TEXT PROVIDED:
Description
This Chicken Shawarma with Garlic White Sauce recipe features tender, marinated chicken thighs infused with a blend of Middle Eastern spices, cooked to perfection on the grill, cast iron pan, or oven. The dish is served with a creamy, tangy garlic white sauce that complements the bold flavors of the shawarma, making it a perfect main course for any meal.
Ingredients
Scale
Chicken Shawarma Marinade
- 2 lbs boneless skinless chicken thighs
- 1/4 cup olive oil
- 6 large cloves garlic, grated
- 1 tbsp ground turmeric
- 1 tbsp ground cumin
- 1 tbsp ground black pepper
- 2 tsp paprika
- 1 tsp cinnamon
- 1 tsp ground cardamom
- 2 tsp kosher salt
- 3/4 cup yogurt
Garlic White Sauce
- 1/4 cup mayonnaise
- 4 cloves garlic, grated
- 1 tbsp za’atar spice
- 2 tsp lemon juice
- 1 tsp kosher salt
Instructions
- Marinate the Chicken: Place the chicken thighs along with olive oil, grated garlic, ground turmeric, cumin, black pepper, paprika, cinnamon, cardamom, kosher salt, and yogurt into a Zip Lock bag or large bowl. Toss thoroughly to coat all pieces. Cover and refrigerate for at least 3 hours or up to 24 hours to allow the flavors to penetrate the meat.

(Dataset entries)
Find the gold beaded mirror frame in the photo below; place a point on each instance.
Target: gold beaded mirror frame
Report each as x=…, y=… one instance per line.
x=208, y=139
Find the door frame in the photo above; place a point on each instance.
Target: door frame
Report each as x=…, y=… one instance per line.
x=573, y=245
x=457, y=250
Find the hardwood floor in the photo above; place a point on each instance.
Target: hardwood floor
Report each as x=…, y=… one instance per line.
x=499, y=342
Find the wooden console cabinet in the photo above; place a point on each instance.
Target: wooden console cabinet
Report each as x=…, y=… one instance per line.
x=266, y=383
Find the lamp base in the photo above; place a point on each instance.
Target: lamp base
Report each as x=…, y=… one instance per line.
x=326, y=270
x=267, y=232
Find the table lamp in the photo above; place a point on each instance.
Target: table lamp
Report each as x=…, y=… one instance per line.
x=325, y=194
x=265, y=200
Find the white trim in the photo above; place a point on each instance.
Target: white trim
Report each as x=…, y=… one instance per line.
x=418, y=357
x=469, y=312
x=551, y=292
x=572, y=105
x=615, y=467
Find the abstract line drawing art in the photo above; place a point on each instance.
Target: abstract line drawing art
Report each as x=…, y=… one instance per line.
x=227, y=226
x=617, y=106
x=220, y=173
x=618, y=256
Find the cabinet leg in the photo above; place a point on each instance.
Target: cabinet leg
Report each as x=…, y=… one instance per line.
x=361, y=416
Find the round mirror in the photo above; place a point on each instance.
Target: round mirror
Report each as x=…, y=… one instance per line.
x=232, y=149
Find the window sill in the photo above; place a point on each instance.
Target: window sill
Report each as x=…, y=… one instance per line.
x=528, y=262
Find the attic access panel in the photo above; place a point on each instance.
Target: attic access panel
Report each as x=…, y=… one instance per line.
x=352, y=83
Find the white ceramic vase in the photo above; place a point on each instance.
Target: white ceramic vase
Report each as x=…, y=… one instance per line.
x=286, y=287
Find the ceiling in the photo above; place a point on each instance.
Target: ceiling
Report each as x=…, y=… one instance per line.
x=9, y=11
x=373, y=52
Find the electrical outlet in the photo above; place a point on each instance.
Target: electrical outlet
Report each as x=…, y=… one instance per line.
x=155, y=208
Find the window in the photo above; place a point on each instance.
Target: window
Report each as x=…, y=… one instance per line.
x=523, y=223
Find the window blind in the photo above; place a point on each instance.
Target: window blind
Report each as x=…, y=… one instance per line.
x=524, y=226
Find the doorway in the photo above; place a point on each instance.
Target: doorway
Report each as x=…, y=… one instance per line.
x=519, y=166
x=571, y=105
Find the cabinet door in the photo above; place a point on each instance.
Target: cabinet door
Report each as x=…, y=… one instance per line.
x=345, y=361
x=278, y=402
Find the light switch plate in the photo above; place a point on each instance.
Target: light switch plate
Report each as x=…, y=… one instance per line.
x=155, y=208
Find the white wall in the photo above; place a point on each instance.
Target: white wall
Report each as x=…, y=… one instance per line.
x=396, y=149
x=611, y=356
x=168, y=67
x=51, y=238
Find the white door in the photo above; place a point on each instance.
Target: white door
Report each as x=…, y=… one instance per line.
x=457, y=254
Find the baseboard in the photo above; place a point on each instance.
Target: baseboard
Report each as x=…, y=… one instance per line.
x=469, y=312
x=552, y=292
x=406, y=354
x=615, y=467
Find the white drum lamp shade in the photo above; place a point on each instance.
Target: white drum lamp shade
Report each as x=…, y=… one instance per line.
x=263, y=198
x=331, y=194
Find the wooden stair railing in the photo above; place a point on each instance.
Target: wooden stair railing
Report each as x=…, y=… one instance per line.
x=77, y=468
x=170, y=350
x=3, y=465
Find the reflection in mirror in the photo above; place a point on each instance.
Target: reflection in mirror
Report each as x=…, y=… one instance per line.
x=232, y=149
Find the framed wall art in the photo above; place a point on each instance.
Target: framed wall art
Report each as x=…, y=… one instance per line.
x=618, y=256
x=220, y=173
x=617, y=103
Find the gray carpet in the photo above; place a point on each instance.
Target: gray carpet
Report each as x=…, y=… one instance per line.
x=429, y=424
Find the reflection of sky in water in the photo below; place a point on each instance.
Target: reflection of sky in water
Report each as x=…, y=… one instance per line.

SHORT TASK 1:
Set down the part of the shawarma recipe starting with "Description" and going on through "for any meal.", word for word.
SHORT TASK 2:
Summarize the shawarma recipe in two sentences.
Rely only on the shawarma recipe to complete the work.

EXERCISE ANSWER 1:
Description
This Chicken Shawarma with Garlic White Sauce recipe features tender, marinated chicken thighs infused with a blend of Middle Eastern spices, cooked to perfection on the grill, cast iron pan, or oven. The dish is served with a creamy, tangy garlic white sauce that complements the bold flavors of the shawarma, making it a perfect main course for any meal.

EXERCISE ANSWER 2:
The recipe makes chicken shawarma from boneless skinless chicken thighs marinated in olive oil, garlic, yogurt, and Middle Eastern spices, then cooked on the grill, in a cast iron pan, or in the oven. It is served with a garlic white sauce of mayonnaise, garlic, za'atar, lemon juice, and salt, and the chicken is refrigerated in its marinade for at least 3 hours or up to 24 hours.